-- To be done --
Render the listing below as a two-column CSV with the headers request and answer, one row per request, holding its text and its answer. Put each field in quotation marks, and replace any line breaks inside a field with spaces.

^^^^^^^^^^^^^^^^

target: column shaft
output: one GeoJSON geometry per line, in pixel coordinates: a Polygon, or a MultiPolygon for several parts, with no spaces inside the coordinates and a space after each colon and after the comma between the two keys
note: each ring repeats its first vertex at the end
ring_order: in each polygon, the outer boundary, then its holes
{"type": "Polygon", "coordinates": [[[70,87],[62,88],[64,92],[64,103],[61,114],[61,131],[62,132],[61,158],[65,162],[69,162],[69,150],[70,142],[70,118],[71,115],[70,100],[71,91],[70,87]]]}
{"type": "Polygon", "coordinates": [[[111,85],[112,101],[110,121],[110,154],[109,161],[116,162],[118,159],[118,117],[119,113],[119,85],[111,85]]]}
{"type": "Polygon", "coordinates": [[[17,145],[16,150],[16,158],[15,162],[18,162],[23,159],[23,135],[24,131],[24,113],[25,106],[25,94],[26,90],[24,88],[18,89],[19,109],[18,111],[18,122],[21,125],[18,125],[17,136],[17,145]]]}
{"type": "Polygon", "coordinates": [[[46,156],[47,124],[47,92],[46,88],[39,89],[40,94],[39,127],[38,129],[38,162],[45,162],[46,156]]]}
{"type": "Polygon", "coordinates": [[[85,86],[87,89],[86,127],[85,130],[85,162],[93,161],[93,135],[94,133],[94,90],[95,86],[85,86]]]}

^^^^^^^^^^^^^^^^

-- Response to the exercise --
request,answer
"target: column shaft output: one GeoJSON geometry per line, in pixel coordinates: a Polygon, or a MultiPolygon for several parts, with no spaces inside the coordinates and a space after each colon and after the comma between the two keys note: each ring repeats its first vertex at the end ring_order: in each polygon, the outer boundary, then its holes","{""type"": ""Polygon"", ""coordinates"": [[[70,87],[62,88],[64,92],[64,103],[61,114],[61,131],[62,132],[61,158],[65,162],[69,162],[69,150],[70,142],[70,118],[71,115],[70,100],[71,91],[70,87]]]} {""type"": ""Polygon"", ""coordinates"": [[[111,85],[112,101],[110,121],[110,154],[109,161],[116,162],[118,159],[118,117],[119,113],[119,85],[111,85]]]} {""type"": ""Polygon"", ""coordinates"": [[[17,145],[16,150],[16,158],[15,162],[18,162],[23,159],[23,135],[24,131],[24,113],[25,106],[25,94],[26,90],[24,88],[18,89],[19,109],[18,111],[18,122],[21,125],[18,125],[17,136],[17,145]]]} {""type"": ""Polygon"", ""coordinates"": [[[46,156],[47,124],[47,92],[46,88],[39,89],[40,94],[39,127],[38,129],[38,162],[45,162],[46,156]]]} {""type"": ""Polygon"", ""coordinates"": [[[85,86],[87,89],[86,127],[85,130],[85,162],[93,161],[93,135],[94,133],[94,90],[95,86],[85,86]]]}"